Nel testo sulla pittura della Zambardi, quale altra arte usa l'artista per esprimere il suo estro pittorico?

### Testo
---+---

La Zambardi si apre anche a nuove prospettive artistiche allorquando manifesta il suo estro pittorico anche attraverso la ricodificazione di un’arte come quella della fotografia per ottenere superbi effetti cromatici e intensi giochi di pieni e vuoti, luci e ombre, Interni ed esterni.
Il cuore dell’operazione d’atto profilo intellettuale della Zambardi è tutto lì, nei tracciati che l’anima sa compiere, nel gioco delle forme geometriche perfette/imperfette magistralmente rese, nella circolarità, ad esempio, di una Madre che mantiene in grembo suo figlio, nell’equilibrismo di un’arte potentemente materica, che tracima dalla tela per occupare realmente e idealmente lo spazio d’interscambio con l’osservatore, per fuoriuscire dagli stretti confini dell’opera bidimensionale tradizionale e farsi talora scultura e altorilievo quasi a trattenere il fruitore con le sue lunghe “reti” fisicamente e matericamente presenti. Discesa negli inferi di un Paese in crisi, scoperta magmatica di una verità tricolore, paradiso cromatico di ancestrali richiami, la pittura della Zambardi è la coloritura di un mondo che stenta a trovare un proprio colore, archetipico dispiegarsi di simbologie cabalistiche, furiosa speranza di una palingenesi. Si parte dalla Materia non per arrivare allo Spirito, dunque, ma perché là Materia “è” assolutamente e sicuramente Spirito: la Materia è la chiave di volta della Ri-Modellazione del Reale perché “è” il Reale ed è attraverso di essa che si può auscultare/decifrare il mondo e tentare di cambiarlo. SI, perché si può cambiare il mondo anche con i colori. Tentando di colorare un mondo buio e in agonia. Tentando di vincere le resistenze dell’oscurità. Sì può cambiare il mondo con i colori, ma solo se questi colori non sono l’incitazione campanilistica ad una battaglia basata sulle contrapposizioni e sulle bandiere, bensì sono traccia ed emblema di una volontà di pacificazione totale, cosicché quell’occhio tricolore possa smettere di essere inondato di lacrime e l’Italia – non più divisa in mille e mille frammenti – possa tornare ad essere realmente unita e condivisa. E il cambiamento, l’aspirazione al cambiamento, avviene attraverso la materia, chiave d’indagine del reale, che è riscoperta nel suo valore primigenio di creatrice delle forme della Vita. Di una vita oltre, al di sopra e al di sotto della Vita. Vita che si rinnova in nuovi corpi e in nuove con formazioni. Esattamente come la Materia. Esattamente come il Ciclo Esistenziale Che si auto-rigenera. E si auto-colora. Dei colorì – infiniti – della vita.

---+---

Record tratti da un dataset
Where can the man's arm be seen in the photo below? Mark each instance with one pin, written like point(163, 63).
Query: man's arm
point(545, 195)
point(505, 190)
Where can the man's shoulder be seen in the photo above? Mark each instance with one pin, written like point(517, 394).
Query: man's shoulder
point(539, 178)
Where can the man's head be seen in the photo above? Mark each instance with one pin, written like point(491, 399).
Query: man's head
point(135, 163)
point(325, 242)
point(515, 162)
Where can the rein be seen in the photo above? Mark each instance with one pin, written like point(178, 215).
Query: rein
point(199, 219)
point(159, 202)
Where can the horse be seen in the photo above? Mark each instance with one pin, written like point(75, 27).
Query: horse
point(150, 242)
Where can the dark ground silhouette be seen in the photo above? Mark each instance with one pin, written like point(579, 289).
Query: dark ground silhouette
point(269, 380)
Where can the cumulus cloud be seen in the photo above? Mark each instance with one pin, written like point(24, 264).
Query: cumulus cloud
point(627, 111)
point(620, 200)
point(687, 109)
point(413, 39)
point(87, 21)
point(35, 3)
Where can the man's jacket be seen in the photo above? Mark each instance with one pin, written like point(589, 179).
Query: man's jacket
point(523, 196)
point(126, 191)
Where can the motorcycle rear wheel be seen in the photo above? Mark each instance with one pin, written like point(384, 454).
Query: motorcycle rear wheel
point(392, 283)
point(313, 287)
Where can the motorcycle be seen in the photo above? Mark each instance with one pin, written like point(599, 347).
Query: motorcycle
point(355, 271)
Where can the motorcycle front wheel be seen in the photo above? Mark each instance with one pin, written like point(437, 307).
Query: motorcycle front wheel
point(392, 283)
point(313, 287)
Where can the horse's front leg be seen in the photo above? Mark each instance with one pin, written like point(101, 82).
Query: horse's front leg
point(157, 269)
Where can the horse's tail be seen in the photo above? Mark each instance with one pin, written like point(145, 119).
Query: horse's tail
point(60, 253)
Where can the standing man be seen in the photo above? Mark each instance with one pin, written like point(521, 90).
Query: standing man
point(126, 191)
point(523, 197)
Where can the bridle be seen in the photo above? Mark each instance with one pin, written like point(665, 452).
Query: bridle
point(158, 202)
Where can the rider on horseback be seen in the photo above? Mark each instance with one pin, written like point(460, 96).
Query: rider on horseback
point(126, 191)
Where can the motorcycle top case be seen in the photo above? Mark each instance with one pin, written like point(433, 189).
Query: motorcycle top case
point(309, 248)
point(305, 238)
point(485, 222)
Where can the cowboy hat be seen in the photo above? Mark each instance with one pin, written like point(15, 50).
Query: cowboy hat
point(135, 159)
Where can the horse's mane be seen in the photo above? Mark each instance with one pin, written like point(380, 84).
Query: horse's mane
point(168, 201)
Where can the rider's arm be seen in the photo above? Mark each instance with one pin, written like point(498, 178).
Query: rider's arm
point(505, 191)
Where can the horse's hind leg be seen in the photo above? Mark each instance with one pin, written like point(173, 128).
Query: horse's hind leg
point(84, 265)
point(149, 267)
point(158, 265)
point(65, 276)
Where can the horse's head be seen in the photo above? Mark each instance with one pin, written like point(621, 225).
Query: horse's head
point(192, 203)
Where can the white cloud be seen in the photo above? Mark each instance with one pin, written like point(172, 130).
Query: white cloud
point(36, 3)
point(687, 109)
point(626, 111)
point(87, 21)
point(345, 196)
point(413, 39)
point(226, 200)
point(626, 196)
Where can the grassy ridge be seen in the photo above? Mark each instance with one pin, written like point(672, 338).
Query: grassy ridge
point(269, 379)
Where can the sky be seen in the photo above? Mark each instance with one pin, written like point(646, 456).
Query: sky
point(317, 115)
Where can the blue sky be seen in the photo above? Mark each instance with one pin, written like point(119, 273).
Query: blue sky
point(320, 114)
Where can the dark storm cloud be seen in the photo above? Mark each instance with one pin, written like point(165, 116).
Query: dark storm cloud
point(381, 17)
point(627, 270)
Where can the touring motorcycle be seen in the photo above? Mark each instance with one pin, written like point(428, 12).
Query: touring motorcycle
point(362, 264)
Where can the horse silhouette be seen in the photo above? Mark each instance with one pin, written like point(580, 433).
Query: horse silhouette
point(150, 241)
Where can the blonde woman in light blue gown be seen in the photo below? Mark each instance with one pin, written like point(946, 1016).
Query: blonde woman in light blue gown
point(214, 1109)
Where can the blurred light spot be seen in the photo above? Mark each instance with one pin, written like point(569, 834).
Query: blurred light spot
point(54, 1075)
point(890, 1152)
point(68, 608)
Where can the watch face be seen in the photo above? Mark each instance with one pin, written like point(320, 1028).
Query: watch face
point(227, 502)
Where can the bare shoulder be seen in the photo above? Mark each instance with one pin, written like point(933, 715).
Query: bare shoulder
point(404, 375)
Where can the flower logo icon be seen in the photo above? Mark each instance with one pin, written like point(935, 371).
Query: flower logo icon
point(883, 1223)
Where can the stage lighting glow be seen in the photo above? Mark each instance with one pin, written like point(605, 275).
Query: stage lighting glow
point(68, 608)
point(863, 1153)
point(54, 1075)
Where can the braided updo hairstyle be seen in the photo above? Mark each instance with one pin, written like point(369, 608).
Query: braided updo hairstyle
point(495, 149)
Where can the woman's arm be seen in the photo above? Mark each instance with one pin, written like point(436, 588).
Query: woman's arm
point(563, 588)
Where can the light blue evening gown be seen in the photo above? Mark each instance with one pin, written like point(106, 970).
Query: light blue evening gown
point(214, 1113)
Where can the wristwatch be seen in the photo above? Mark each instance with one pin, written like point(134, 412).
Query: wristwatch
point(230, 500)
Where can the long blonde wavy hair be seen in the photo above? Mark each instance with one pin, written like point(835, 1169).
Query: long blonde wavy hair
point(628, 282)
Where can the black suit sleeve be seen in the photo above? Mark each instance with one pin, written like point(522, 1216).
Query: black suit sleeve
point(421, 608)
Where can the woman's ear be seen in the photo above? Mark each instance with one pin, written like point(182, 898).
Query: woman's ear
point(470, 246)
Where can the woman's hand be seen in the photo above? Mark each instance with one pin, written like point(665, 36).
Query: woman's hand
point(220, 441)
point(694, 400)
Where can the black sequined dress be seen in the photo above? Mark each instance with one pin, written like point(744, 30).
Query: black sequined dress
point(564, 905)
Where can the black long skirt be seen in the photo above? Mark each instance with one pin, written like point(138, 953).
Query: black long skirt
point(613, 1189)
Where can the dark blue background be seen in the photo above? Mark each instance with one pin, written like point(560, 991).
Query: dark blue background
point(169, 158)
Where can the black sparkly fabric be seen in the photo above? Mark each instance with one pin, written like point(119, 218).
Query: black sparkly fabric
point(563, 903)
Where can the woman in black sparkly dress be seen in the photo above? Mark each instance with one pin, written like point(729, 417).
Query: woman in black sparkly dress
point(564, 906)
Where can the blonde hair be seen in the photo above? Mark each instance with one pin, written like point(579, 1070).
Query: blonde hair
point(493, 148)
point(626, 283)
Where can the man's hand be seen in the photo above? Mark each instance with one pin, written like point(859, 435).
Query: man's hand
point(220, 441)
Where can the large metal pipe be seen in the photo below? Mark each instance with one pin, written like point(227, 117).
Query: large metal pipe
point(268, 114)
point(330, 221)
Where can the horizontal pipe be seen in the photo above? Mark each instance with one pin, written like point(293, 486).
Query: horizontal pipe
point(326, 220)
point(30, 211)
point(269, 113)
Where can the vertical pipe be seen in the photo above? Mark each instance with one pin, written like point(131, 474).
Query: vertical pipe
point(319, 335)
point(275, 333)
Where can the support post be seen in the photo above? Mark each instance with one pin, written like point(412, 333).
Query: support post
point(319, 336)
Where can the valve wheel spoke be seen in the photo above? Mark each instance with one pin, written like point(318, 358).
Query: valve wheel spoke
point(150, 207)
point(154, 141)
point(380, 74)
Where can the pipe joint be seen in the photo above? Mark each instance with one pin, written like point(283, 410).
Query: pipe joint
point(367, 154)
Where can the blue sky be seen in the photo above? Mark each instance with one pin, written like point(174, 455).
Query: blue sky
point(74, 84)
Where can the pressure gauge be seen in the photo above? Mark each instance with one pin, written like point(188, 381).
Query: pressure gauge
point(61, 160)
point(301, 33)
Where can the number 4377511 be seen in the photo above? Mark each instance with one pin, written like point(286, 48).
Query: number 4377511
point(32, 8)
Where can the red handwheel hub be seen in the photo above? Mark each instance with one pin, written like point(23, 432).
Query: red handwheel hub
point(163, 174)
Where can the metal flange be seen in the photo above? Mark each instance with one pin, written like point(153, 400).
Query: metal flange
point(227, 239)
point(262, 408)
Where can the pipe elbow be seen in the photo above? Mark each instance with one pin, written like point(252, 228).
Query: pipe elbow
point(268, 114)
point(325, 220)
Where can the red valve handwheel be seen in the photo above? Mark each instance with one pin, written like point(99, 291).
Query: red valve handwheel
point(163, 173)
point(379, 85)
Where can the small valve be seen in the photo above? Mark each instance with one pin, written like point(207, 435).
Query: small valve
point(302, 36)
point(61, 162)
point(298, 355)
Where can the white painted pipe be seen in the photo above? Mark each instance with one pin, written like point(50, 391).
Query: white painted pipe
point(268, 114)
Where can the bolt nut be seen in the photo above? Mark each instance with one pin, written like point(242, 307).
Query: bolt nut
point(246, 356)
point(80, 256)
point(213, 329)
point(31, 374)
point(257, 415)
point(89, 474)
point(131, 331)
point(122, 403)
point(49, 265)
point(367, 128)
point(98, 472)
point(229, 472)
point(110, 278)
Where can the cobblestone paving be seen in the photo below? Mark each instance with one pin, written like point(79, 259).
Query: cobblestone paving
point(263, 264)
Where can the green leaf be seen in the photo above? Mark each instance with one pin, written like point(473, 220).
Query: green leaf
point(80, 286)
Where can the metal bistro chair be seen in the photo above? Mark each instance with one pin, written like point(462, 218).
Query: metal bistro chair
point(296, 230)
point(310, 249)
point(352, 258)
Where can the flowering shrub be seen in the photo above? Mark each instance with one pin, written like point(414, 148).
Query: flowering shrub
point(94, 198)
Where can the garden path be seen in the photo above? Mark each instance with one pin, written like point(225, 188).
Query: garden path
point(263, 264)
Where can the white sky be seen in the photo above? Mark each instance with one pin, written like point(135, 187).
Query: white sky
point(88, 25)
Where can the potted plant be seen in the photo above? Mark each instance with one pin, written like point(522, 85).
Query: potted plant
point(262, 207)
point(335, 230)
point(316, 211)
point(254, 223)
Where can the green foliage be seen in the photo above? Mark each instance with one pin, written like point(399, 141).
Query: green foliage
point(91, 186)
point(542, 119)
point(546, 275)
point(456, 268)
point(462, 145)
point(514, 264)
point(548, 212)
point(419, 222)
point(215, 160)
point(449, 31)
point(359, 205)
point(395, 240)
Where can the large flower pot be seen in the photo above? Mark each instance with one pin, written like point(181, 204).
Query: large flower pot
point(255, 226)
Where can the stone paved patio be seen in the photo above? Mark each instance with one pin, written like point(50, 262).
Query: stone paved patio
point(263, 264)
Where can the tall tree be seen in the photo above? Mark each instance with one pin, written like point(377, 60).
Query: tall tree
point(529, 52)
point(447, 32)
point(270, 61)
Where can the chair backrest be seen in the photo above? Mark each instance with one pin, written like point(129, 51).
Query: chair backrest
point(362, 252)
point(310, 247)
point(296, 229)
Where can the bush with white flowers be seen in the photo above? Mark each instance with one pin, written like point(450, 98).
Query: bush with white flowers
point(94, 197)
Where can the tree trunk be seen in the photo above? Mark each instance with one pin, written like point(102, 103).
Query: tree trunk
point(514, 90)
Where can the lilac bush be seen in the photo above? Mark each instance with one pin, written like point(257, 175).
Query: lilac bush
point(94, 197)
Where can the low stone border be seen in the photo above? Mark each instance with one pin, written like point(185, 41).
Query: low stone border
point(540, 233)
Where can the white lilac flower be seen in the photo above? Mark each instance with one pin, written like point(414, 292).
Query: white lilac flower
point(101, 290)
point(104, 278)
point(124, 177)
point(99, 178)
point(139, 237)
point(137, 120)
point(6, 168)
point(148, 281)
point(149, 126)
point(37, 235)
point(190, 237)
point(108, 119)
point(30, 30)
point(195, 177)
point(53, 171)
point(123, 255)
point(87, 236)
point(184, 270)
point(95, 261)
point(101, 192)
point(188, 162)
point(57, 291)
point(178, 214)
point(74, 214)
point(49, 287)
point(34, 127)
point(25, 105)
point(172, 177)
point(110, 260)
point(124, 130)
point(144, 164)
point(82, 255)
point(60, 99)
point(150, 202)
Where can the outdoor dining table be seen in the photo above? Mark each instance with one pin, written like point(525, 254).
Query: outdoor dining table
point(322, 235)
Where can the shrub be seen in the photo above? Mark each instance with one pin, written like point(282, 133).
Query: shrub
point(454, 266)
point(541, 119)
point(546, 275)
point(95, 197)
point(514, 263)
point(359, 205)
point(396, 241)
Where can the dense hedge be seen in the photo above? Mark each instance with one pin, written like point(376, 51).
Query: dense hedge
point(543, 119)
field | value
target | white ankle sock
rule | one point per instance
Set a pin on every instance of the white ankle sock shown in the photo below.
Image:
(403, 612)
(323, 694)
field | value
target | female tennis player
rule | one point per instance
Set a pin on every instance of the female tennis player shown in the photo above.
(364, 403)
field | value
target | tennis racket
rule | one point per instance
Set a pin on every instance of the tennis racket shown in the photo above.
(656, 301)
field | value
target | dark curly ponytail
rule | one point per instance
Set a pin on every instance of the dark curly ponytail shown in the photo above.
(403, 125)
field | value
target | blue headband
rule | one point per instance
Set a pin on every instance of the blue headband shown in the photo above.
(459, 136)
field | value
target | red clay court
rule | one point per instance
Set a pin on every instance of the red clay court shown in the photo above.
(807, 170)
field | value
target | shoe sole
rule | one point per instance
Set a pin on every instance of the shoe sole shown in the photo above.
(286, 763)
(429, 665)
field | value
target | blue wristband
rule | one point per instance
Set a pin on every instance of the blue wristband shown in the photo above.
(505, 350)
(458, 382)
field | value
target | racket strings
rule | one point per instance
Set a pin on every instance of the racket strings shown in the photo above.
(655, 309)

---+---

### Soluzione del compito
La fotografia.